読解文:
☆ ☆ ☆ ☆ ☆ ☆ ☆
現実社会には疑似「ロビィ」があふれかえっている
「ロビィ」(アシモフ/小尾芙佐訳)
(「われはロボット」)ハヤカワ文庫

子守ロボット「ロビィ」は
グローリアの唯一の友達だった。
しかし周囲の友達との
交流の乏しい娘の姿を
心配した母親は、
ある日「ロビィ」を製造元へ
返却してしまう。
グローリアは元気をなくし、
塞ぎ込んでしまう。
見かねた父親は…。
アシモフのロボットものは、
もはや古典的SFとして
押しも押されもしない地位を
獲得しています。
海外のSFやミステリを毛嫌い
(というよりも食わず嫌い)していた
私ですが、
それらの面白さに気づき、
本書を読んだ次第です。
長編かと思っていましたが、
異なる年代に書き連ねた
一連の短篇の作品集でした。
どれもこれも新鮮でしたが、
もっとも印象深かったのは
冒頭に収録されている」ロビィ」です。
最後の場面はもちろん
感動を呼ぶものなのですが、
それ以外の部分で、
考えさせられるものが大きいと
感じました。
娘を心配してロビィを取り上げた
母親の姿は、もしかしたら執筆当時は
「娘に対する無理解」として
捉えられたのではないかと
推測できます。
無理やり剥奪する手法は、
確かに批判の余地はあるでしょう。
しかし、娘に対する母親の心配は、
現代ではあまりに的を射すぎています。
2021年になっても、
さすがに人型ロボットは
一般家庭に導入されてはいません。
しかし、それに類するものは
私たちの身のまわりに
数多く登場しています。
☆ ☆ ☆ ☆ ☆ ☆ ☆
表示データ:
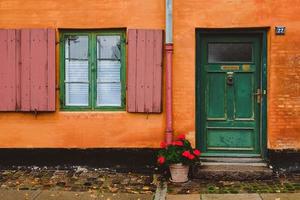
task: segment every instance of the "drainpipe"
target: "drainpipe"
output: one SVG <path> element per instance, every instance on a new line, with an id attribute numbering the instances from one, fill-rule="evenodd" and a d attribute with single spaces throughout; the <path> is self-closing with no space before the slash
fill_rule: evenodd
☆ ☆ ☆ ☆ ☆ ☆ ☆
解くべき問題: 上の読解文の一部を、「娘を心配してロビィを取り上げた」を含む語句から書き始めて「一般家庭に導入されてはいません。」の後で止め、一字も変えずに引用してください。 データは読解文とは別の出典から取られたものです。

回答:
娘を心配してロビィを取り上げた
母親の姿は、もしかしたら執筆当時は
「娘に対する無理解」として
捉えられたのではないかと
推測できます。
無理やり剥奪する手法は、
確かに批判の余地はあるでしょう。
しかし、娘に対する母親の心配は、
現代ではあまりに的を射すぎています。
2021年になっても、
さすがに人型ロボットは
一般家庭に導入されてはいません。